* _Required work_:
From the first line to the last, transcribe the data exactly.

▬▬▬▬▬▬

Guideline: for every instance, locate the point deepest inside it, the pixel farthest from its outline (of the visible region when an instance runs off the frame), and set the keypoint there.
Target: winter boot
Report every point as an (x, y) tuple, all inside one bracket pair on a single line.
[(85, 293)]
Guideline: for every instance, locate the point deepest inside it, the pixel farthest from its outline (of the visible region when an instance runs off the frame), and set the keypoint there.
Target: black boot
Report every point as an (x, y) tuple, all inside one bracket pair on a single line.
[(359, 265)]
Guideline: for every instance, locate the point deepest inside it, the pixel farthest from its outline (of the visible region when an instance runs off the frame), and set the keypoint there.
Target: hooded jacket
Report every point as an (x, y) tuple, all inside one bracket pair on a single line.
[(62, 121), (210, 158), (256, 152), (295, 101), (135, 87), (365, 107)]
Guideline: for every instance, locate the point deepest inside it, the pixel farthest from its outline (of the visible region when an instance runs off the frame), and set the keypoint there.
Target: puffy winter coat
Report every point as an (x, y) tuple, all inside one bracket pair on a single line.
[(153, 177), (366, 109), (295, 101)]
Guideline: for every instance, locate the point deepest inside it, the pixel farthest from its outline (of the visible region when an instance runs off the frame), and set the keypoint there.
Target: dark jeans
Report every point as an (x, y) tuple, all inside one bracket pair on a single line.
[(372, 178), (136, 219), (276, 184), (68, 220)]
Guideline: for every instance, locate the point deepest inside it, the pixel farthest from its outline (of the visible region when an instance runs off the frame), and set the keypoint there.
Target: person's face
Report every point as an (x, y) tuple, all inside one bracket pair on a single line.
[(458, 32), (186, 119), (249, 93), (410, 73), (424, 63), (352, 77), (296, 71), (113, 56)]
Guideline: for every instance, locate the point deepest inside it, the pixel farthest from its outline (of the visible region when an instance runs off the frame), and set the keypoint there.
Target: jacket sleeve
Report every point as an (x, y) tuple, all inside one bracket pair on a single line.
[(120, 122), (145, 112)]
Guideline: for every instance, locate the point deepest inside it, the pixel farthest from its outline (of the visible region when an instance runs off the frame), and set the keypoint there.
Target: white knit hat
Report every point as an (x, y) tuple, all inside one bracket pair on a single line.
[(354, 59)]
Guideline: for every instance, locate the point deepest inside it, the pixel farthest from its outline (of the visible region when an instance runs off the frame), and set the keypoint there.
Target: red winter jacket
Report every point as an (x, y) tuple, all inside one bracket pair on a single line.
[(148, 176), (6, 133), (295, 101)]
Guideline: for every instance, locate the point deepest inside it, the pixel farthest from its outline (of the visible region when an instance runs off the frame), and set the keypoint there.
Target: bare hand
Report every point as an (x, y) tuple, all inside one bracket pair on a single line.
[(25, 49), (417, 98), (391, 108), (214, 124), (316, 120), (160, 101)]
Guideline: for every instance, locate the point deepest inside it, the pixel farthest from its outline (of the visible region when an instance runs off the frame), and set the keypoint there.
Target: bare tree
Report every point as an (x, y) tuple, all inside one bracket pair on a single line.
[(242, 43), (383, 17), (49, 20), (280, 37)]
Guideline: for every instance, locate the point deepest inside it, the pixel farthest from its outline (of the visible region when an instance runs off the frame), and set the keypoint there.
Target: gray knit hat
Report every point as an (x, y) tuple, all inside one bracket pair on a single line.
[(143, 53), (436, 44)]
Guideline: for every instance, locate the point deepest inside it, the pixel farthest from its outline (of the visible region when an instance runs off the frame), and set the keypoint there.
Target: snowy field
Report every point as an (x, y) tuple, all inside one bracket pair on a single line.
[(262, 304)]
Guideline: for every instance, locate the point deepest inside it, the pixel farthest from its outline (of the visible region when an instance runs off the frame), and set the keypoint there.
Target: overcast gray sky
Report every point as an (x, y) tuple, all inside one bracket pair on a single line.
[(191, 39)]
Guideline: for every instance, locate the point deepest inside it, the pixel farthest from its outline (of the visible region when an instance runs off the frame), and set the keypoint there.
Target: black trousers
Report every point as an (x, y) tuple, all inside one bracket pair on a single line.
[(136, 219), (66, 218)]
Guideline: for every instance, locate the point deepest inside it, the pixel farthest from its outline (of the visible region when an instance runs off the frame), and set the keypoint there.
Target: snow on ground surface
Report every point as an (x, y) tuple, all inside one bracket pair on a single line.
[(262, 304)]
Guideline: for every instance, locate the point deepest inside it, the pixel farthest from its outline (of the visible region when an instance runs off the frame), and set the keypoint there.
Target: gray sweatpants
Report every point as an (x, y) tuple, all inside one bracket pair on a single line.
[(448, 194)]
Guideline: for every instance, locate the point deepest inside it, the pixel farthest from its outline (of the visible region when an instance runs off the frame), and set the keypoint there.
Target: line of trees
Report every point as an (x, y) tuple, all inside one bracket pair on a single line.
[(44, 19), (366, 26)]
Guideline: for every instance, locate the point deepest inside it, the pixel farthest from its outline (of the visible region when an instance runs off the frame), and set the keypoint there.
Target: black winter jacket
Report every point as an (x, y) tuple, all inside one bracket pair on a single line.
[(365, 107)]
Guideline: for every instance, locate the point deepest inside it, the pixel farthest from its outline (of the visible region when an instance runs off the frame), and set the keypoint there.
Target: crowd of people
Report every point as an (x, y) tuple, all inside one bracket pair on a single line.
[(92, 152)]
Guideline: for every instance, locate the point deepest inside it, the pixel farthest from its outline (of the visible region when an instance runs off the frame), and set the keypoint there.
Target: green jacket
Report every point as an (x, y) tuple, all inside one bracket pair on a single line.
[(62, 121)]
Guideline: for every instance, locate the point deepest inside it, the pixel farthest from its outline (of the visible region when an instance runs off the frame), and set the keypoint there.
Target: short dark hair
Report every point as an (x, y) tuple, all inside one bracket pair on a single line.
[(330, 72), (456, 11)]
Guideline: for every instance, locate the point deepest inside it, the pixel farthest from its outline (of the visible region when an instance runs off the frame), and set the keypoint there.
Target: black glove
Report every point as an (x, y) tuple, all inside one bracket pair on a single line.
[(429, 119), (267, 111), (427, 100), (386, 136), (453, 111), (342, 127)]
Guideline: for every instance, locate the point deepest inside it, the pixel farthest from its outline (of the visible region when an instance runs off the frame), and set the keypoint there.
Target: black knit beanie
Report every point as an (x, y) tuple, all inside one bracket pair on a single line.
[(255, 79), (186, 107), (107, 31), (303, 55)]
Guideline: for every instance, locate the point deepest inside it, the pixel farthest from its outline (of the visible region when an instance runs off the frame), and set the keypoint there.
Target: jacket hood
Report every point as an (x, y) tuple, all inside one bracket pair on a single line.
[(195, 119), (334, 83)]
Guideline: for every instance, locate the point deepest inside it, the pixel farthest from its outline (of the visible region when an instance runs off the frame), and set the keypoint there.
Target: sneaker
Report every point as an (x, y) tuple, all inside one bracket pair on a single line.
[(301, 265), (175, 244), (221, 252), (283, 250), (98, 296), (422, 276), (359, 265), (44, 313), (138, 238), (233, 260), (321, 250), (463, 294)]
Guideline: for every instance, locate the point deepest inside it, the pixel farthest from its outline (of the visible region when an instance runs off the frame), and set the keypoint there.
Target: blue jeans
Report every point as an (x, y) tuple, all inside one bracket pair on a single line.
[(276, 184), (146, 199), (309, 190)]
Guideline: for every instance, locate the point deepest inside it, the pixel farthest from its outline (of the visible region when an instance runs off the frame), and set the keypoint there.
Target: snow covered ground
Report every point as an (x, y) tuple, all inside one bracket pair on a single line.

▬▬▬▬▬▬

* _Written solution_:
Guideline: for every instance, locate the point deepest inside it, the pixel farthest from its outline (of the visible region when an instance runs off the frame), and set the keypoint there.
Target: winter boot
Report every point as an (x, y) tuple, all inside one bracket pair on a single line.
[(85, 293)]
Guideline: for every instance, locate the point deepest inside it, the pixel farthest from its outline (of the visible region when an instance runs off the frame), and set the keypoint there.
Target: black boot
Report every point as an (x, y) tuple, all inside one bracket pair on a single line.
[(359, 265)]
Guideline: for every instance, locate the point deepest inside it, the pixel farthest from its outline (of the visible region when an instance runs off the frame), and set the keypoint there.
Target: hooded jacket
Report every point as an (x, y) tuple, all inside one bracket pair on a single line.
[(62, 121), (210, 158), (256, 152), (295, 101), (135, 87), (365, 107)]
Guideline: for every instance, locate the point deepest inside it, the pixel farthest from its outline (of the visible region when an instance runs off the frame), and set the keypoint there.
Target: puffy winter coat
Report every point as an (x, y) tuple, all inside one bracket pair on a single line.
[(153, 177), (366, 109), (295, 101)]
Guideline: for every instance, locate the point deepest inside it, the pixel farthest from its outline (of the visible region when an instance runs off the frame), and set the keypoint there.
Target: dark jeans
Report every point as an (x, y) tuple, all inside one bracket pair on a single line.
[(372, 178), (136, 219), (276, 184), (68, 220)]
Guideline: for every instance, locate the point deepest inside it, the pixel farthest from its outline (of the visible region when an instance runs off the frame), and set the keypoint there.
Target: person's face
Report every point as an (x, y) tuple, all inside one bracket pair on a single line.
[(458, 32), (186, 119), (249, 93), (410, 73), (424, 63), (352, 77), (296, 71), (113, 56)]
Guideline: for every instance, locate the point deepest inside it, the pixel farthest from its outline (of the visible region when an instance runs off the frame), and set the keypoint there.
Target: jacket sleeve
Report every point as an (x, y) tuple, all inside one bracket pair on a single line.
[(120, 122), (145, 112)]
Guideline: for every instance, locate the point deepest inside it, the pixel farthest from its outline (of the visible region when an instance runs off the frame), and set the keypoint there.
Target: white knit hat
Report every point as an (x, y) tuple, all inside one bracket pair on a single line.
[(354, 59)]
Guideline: for every instance, locate the point deepest inside it, the pixel farthest from its outline (of the visible region when an instance runs off the frame), and set the keypoint there.
Target: red winter jacket
Report every point as an (x, y) tuple, all inside one bracket pair on a single line.
[(148, 176), (6, 133), (295, 101)]
Guideline: for every instance, locate the point deepest inside it, the pixel farthest from its outline (of the visible region when an instance runs off the frame), and set the keypoint there.
Target: bare hand
Report every point as an (x, y) tuple, all inside one bracket pair on a single line.
[(25, 49), (417, 98), (391, 108), (214, 124), (316, 120), (160, 101)]
Guideline: for every instance, locate the point deepest inside it, the pixel farthest from its outline (of the visible region when an instance runs off the frame), and set the keypoint there.
Target: bare tree
Report every point as an (x, y) tuple, all inside one bracket pair on a single line.
[(242, 43), (383, 17), (49, 20), (280, 37)]
Guideline: for every instance, locate the point deepest inside it, the pixel farthest from its outline (of the visible region when an instance runs off the frame), and set the keypoint there.
Target: gray knit hat
Report every point as an (x, y) tuple, all inside one bracket pair on a single line.
[(143, 53), (436, 44)]
Guideline: for every instance, locate the point deepest inside it, the pixel farthest from its outline (of the visible region when an instance runs off the frame), and set the keypoint there.
Target: snowy field
Report every point as an (x, y) tuple, all inside one bracket pair on a single line.
[(262, 304)]
Guideline: for every instance, locate the point deepest inside it, the pixel farthest from its outline (of the visible region when an instance runs off the frame), and set the keypoint there.
Target: overcast gray sky
Report every point as an (x, y) tuple, all inside one bracket pair on a single line.
[(191, 39)]
Guideline: for every instance, locate the point deepest inside it, the pixel farthest from its outline (of the visible region when an instance runs off the frame), and set the keypoint there.
Target: black trousers
Report every point as an (x, y) tuple, all inside one bracket pair on a single line.
[(136, 219), (66, 218)]
Guideline: for every instance, locate the point deepest inside it, the pixel farthest from its outline (of the visible region when an instance runs off the frame), and set the keypoint there.
Target: snow on ground surface
Report every point as an (x, y) tuple, all inside one bracket pair on a single line.
[(262, 304)]
Guideline: for every instance, locate the point deepest inside it, the pixel farthest from its outline (of the visible region when an instance runs off the frame), and set the keypoint there.
Target: gray sweatpants
Report every point as an (x, y) tuple, all inside one bracket pair on a single line.
[(448, 194)]
Guideline: for every instance, locate the point deepest inside it, the pixel farthest from its outline (of the visible region when an instance runs off the frame), and set the keypoint there.
Target: line of trees
Report every point as an (x, y) tuple, all inside one bracket pair on a single line.
[(44, 19), (366, 26)]
Guideline: for every instance, locate the point deepest inside it, the pixel farthest from its outline (of the visible region when an instance runs off the frame), and set the keypoint there.
Target: black winter jacket
Report every point as an (x, y) tuple, all inside one bracket pair on a single line.
[(365, 107)]
Guideline: for every instance, locate the point deepest inside it, the pixel farthest from its outline (of the visible region when an instance runs off the frame), and set the keypoint there.
Target: crowd of people
Report every point as an (x, y) tuple, all inside one bracket pair on a single line.
[(92, 152)]
Guideline: for every instance, locate the point deepest inside it, the pixel farthest from its outline (of the visible region when an instance runs off the frame), and set the keypoint there.
Target: green jacket
Report every point as an (x, y) tuple, all inside one bracket pair on a single line.
[(62, 121)]
Guideline: for every instance, locate the point deepest inside it, the pixel farthest from its outline (of the visible region when an instance runs off the frame), and set the keypoint there.
Target: short dark hair
Report every point as an (x, y) tuple, all inside one bracket pair on a single line.
[(330, 72), (456, 11)]
Guideline: for every instance, locate the point deepest inside it, the pixel farthest from its outline (of the visible region when an instance runs off the frame), and set the keypoint there.
Target: black glove
Report every point as an (x, y) tuple, all inside one bracket pair on a single line.
[(429, 119), (267, 111), (427, 100), (386, 136), (453, 111), (342, 127)]
Guideline: for every instance, locate the point deepest inside it, the pixel farthest from its outline (of the visible region when an instance runs off the frame), and set the keypoint there.
Target: black knit beanie
Report every point as an (x, y) tuple, all inside one bracket pair on a single line.
[(255, 79), (186, 107), (107, 31), (303, 55)]
Guideline: for every instance, locate the point deepest inside it, the pixel farthest from its outline (of the visible region when an instance runs off the frame), and set the keypoint there.
Target: jacket hood
Report every point as an (x, y) tuple, all inside one bracket pair on a single line.
[(195, 119), (334, 83)]
Guideline: for every instance, locate the point deepest inside it, the pixel farthest from its outline (of the visible region when an instance runs off the frame), and set the keypoint there.
Target: sneaker
Report every point as an (x, y) tuple, all inside one bracket pair on a single line.
[(301, 265), (175, 244), (221, 252), (283, 250), (98, 296), (422, 276), (359, 265), (44, 313), (138, 238), (233, 260), (321, 250), (463, 294)]
Guideline: for every instance, locate the point deepest inside it, the pixel farthest from its outline (of the visible region when an instance runs off the frame), and set the keypoint there.
Target: blue jeans
Report every point as an (x, y) tuple, all inside one bracket pair on a single line.
[(276, 184), (146, 199), (309, 190)]
Guideline: for every instance, locate the point deepest inside it, the pixel farthest from its outline (of the visible region when an instance runs off the frame), and set the keypoint there.
Target: snow covered ground
Report every point as an (x, y) tuple, all inside one bracket pair on a single line.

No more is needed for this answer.